THE REQUEST:
Output the rows below as a numbered list, dropping any blank lines.

Excerpts from a point labeling dataset
_ _ _

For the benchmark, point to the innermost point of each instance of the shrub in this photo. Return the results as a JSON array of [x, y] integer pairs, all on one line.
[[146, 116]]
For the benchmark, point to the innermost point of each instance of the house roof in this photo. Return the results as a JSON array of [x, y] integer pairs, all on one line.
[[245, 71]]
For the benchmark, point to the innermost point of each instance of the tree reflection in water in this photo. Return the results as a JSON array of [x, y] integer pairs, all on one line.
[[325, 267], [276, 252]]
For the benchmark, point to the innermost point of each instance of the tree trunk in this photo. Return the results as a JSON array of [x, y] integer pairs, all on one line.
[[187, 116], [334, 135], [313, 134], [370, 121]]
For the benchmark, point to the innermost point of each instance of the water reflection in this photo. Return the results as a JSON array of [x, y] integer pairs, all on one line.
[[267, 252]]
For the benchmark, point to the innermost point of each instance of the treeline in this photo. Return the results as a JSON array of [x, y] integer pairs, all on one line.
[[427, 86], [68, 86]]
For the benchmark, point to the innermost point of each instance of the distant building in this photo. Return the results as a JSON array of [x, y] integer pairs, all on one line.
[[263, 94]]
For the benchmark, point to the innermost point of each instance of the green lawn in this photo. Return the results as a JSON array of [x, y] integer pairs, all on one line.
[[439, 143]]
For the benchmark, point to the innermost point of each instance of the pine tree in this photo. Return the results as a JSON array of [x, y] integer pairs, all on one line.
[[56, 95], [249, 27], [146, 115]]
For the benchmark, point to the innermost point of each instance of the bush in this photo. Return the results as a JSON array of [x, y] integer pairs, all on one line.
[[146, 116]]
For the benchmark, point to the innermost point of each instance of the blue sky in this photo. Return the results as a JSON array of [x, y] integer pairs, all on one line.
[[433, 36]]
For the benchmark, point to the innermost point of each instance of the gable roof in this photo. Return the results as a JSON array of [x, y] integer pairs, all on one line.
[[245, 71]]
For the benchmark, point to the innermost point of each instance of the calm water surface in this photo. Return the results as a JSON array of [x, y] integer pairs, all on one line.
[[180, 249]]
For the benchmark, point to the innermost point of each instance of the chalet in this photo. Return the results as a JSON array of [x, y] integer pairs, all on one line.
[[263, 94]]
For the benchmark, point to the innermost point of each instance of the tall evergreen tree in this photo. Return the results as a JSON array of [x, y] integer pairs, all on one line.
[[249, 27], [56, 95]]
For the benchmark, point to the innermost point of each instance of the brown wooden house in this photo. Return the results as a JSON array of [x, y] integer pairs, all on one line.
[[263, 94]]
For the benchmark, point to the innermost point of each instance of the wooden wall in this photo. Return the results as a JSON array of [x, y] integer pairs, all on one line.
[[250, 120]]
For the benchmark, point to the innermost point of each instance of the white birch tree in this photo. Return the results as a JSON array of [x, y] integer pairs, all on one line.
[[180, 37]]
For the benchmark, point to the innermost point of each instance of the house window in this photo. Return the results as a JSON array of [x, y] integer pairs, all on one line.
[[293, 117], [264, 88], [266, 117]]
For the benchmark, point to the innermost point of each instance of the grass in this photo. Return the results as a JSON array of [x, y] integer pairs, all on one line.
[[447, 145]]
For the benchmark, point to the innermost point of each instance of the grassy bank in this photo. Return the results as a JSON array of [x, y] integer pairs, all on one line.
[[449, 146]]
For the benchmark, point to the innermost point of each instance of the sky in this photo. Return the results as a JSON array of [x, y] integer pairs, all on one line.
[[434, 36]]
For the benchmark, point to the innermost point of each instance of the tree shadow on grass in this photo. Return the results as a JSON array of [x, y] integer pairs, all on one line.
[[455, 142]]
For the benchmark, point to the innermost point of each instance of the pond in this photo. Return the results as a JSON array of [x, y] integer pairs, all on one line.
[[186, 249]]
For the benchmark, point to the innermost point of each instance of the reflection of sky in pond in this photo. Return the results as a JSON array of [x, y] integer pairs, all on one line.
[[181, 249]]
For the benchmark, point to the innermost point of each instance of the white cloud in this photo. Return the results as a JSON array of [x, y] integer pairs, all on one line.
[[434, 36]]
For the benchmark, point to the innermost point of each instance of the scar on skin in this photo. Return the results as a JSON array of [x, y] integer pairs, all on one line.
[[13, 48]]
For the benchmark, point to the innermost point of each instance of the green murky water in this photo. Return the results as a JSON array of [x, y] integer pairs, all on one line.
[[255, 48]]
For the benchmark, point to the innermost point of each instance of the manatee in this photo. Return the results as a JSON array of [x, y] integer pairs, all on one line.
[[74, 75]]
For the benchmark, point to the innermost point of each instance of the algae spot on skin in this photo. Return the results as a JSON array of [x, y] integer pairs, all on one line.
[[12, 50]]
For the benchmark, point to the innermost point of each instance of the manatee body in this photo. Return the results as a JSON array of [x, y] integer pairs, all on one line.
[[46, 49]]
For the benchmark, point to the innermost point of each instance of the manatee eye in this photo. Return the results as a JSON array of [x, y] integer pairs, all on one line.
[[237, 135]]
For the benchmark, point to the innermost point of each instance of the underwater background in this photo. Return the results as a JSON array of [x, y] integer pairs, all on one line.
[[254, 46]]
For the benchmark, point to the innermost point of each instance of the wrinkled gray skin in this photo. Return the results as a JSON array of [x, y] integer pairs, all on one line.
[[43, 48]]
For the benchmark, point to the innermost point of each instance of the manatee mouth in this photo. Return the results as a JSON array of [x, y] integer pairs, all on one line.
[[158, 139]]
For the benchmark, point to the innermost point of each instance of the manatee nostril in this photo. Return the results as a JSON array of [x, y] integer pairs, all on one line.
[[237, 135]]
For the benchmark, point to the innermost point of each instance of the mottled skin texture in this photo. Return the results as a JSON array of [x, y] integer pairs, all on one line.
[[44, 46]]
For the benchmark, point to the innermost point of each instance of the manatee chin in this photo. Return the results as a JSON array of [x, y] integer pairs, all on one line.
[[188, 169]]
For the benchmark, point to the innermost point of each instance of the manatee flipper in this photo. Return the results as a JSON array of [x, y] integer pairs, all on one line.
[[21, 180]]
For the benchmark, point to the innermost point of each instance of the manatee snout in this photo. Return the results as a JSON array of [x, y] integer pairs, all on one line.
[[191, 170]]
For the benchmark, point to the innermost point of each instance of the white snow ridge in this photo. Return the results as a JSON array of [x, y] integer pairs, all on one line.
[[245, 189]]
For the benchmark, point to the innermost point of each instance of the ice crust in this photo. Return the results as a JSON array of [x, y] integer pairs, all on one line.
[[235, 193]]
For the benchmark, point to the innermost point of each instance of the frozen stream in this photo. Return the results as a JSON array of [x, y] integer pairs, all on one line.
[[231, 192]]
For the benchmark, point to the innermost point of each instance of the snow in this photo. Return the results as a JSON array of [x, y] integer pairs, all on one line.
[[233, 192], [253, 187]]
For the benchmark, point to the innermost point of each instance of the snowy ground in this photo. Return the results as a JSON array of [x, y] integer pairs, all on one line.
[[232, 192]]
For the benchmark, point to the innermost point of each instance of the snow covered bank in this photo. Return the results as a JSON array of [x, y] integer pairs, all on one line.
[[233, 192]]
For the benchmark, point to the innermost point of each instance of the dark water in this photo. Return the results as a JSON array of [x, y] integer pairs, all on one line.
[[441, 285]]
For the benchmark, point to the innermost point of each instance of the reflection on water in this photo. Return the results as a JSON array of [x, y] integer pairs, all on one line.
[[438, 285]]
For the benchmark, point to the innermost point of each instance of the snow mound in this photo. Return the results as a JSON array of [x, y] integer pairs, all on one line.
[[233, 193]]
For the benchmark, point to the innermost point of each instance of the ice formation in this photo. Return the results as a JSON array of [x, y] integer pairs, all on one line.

_ _ _

REPLY:
1. For the benchmark, point to the innermost point of each instance of the shrub in this photo. Return the results as a JSON array of [x, y] integer pairs, all on one line.
2. [[146, 116]]
3. For the benchmark, point to the innermost point of each instance of the house roof in this photo. Return the results as a JSON array of [x, y] integer pairs, all on one line.
4. [[245, 71]]
5. For the benchmark, point to the innermost point of each instance of the tree reflection in water in this photo. Return the results as a JSON array of [x, y] integer pairs, all on one line.
6. [[325, 267], [276, 252]]
7. For the benchmark, point to the innermost point of each instance of the tree trunk in this photo. Return the results as a JSON array of [x, y] integer pairs, all on one line.
8. [[187, 116], [334, 135], [313, 134], [370, 121]]
9. For the benchmark, point to the innermost point of each instance of the water reflection in this photo. Return the results as a JSON array of [x, y] integer pairs, all on one line.
10. [[267, 252]]
11. For the benchmark, point to the innermost point of each instance of the treeline in this photo. Return the results as a JSON array of [x, y] integer pairs, all on one line.
12. [[427, 86], [68, 86]]
13. For the benchmark, point to the innermost point of each instance of the distant building in this photo. Return the results as a JSON array of [x, y] integer pairs, all on one line.
14. [[263, 94]]
15. For the benchmark, point to the innermost point of each instance of the green lawn in this photo. Return the results as a JSON array of [x, y] integer pairs, all on one line.
16. [[439, 143]]
17. For the benchmark, point to the innermost point of each instance of the pine tree in this photo. Return the results as a JSON array of [x, y] integer pairs, all on one line.
18. [[56, 95], [249, 27], [146, 115]]
19. For the benchmark, point to the innermost point of each instance of the bush in this photo. Return the results as a JSON array of [x, y] integer pairs, all on one line.
20. [[146, 116]]
21. For the benchmark, point to the innermost point of each instance of the blue sky in this photo. Return the results as a JSON array of [x, y] integer pairs, all on one line.
22. [[433, 36]]
23. For the benchmark, point to the innermost point of each instance of the gable roof in this photo. Return the results as a JSON array of [x, y] integer pairs, all on one line.
24. [[245, 71]]
25. For the benchmark, point to the innermost point of each instance of the calm water surface in this photo. Return the results as a JSON array of [x, y] integer pairs, all on one line.
26. [[180, 249]]
27. For the benchmark, point to the innermost point of each instance of the chalet in this photo. Return the results as a JSON array of [x, y] integer pairs, all on one line.
28. [[263, 94]]
29. For the benchmark, point to the innermost point of each instance of the tall evergreen tree in this photo. Return the results as a JSON array of [x, y] integer pairs, all on one line.
30. [[249, 27], [56, 95]]
31. For the benchmark, point to the innermost point of each instance of the brown wooden house in this photo. Return the results as a JSON array of [x, y] integer pairs, all on one line.
32. [[263, 94]]
33. For the benchmark, point to the innermost point of each instance of the wooden wall in this photo. Return the results as a JSON array of [x, y] integer pairs, all on one line.
34. [[250, 120]]
35. For the benchmark, point to the innermost point of each instance of the white birch tree in this photo. Return the results as a JSON array of [x, y] integer pairs, all on one line.
36. [[180, 37]]
37. For the benchmark, point to the innermost point of each instance of the house window in this photo. Return the results as a JSON array of [x, y] integer pairs, all on one line.
38. [[293, 117], [264, 88], [266, 117]]
39. For the benchmark, point to the innermost point of each instance of the grass in this photo. Return the results as a JSON array of [x, y] integer pairs, all on one line.
40. [[447, 145]]
41. For the benchmark, point to the innermost point of each instance of the grassy bank in this photo. Return the results as a JSON array of [x, y] integer pairs, all on one line.
42. [[449, 146]]
43. For the benchmark, point to the innermost point of each instance of the sky in this photo. Return the results as a JSON array of [x, y] integer pairs, all on one line.
44. [[434, 36]]
45. For the benchmark, point to the innermost point of each instance of the tree shadow on grass in this photo. Return the results as a JSON array of [x, y] integer pairs, all on one line.
46. [[455, 142]]
47. For the benchmark, point to the innermost point of each instance of the pond in this photo. Return the results as a JSON array of [x, y] integer pairs, all on one line.
48. [[186, 249]]
49. For the benchmark, point to the innermost point of each instance of the reflection of sky in pond in this photo. Return the results as a JSON array of [x, y] integer pairs, all on one line.
50. [[181, 249]]
51. For the benchmark, point to the innermost point of each instance of the white cloud in this photo. Return the results as a JSON array of [x, y] integer pairs, all on one line.
52. [[434, 36]]
53. For the benchmark, point to the innermost point of each instance of the scar on skin in this photo. Return the results as a JSON array of [x, y] integer pairs, all on one line.
54. [[13, 48]]
55. For the benchmark, point to the innermost point of each instance of the green murky water in this photo. Return the results as a JSON array of [x, y] integer pairs, all on one line.
56. [[255, 48]]
57. For the benchmark, point to the innermost point of each instance of the manatee in this photo. Return the results as a JSON array of [x, y] integer pairs, all on one line.
58. [[74, 75]]
59. For the benchmark, point to the innermost point of each instance of the algae spot on skin in this photo. Return the results as a JSON array of [x, y] integer pairs, all on one line.
60. [[12, 50]]
61. For the benchmark, point to the innermost point of each instance of the manatee body in this photo. Return the results as a JSON array of [x, y] integer pairs, all on one line.
62. [[46, 49]]
63. For the benchmark, point to the innermost point of each instance of the manatee eye in this photo. Return the results as a JSON array of [x, y] integer pairs, all on one line.
64. [[237, 135]]
65. For the benchmark, point to the innermost point of each instance of the underwater background in this photo. Return the results as a JSON array of [x, y] integer pairs, all on one line.
66. [[254, 46]]
67. For the benchmark, point to the innermost point of each instance of the wrinkled gray skin in this photo. Return the results as a JSON array of [x, y] integer pairs, all on one line.
68. [[43, 48]]
69. For the benchmark, point to the innermost point of each instance of the manatee mouth in this photo. Return the results as a JSON array of [x, y] integer pairs, all on one line.
70. [[158, 139]]
71. For the benchmark, point to the innermost point of each instance of the manatee nostril in this photo. Return the results as a JSON array of [x, y] integer pairs, all on one line.
72. [[237, 135]]
73. For the benchmark, point to the innermost point of each instance of the mottled skin texture in this photo. Return the results as a JSON array of [x, y] integer pairs, all on one line.
74. [[44, 46]]
75. For the benchmark, point to the innermost point of each instance of the manatee chin in this photo. Return the results as a JSON array of [x, y] integer pairs, all on one line.
76. [[188, 169]]
77. For the benchmark, point to the innermost point of each instance of the manatee flipper in this photo. Return the results as a JSON array of [x, y] integer pairs, all on one line.
78. [[21, 180]]
79. For the benchmark, point to the innermost point of each instance of the manatee snout in this photo. Return the results as a JSON array of [x, y] integer pairs, all on one line.
80. [[191, 170]]
81. For the benchmark, point to the innermost point of each instance of the white snow ridge in this photo. Return the results as a JSON array of [x, y] integer pairs, all on one line.
82. [[245, 189]]
83. For the benchmark, point to the innermost point of each instance of the ice crust in this photo. Return the results as a JSON array of [x, y] integer pairs, all on one line.
84. [[235, 193]]
85. For the benchmark, point to the innermost point of each instance of the frozen stream in this photo. Return the results as a JSON array of [x, y] integer pairs, all on one line.
86. [[231, 192]]
87. For the benchmark, point to the innermost point of each instance of the snow in this photo. Return the results as a JSON array of [x, y] integer pairs, all on one line.
88. [[233, 192], [253, 187]]
89. For the benchmark, point to the innermost point of each instance of the snowy ground in this photo. Return the results as a JSON array of [x, y] integer pairs, all on one line.
90. [[232, 192]]
91. For the benchmark, point to the innermost point of each instance of the snow covered bank in this photo. Return the results as a JSON array of [x, y] integer pairs, all on one line.
92. [[233, 192]]
93. For the benchmark, point to the innermost point of each instance of the dark water in this photo. Return the results as a JSON array of [x, y] integer pairs, all on one line.
94. [[441, 285]]
95. For the benchmark, point to the innermost point of each instance of the reflection on water in this photo. Return the results as a JSON array of [x, y] integer pairs, all on one line.
96. [[438, 285]]
97. For the benchmark, point to the innermost point of each instance of the snow mound in this photo. Return the results as a JSON array of [x, y] integer pairs, all on one line.
98. [[233, 193]]
99. For the benchmark, point to the innermost point of each instance of the ice formation in this photo. Return the results as a JSON array of [x, y] integer pairs, all on one line.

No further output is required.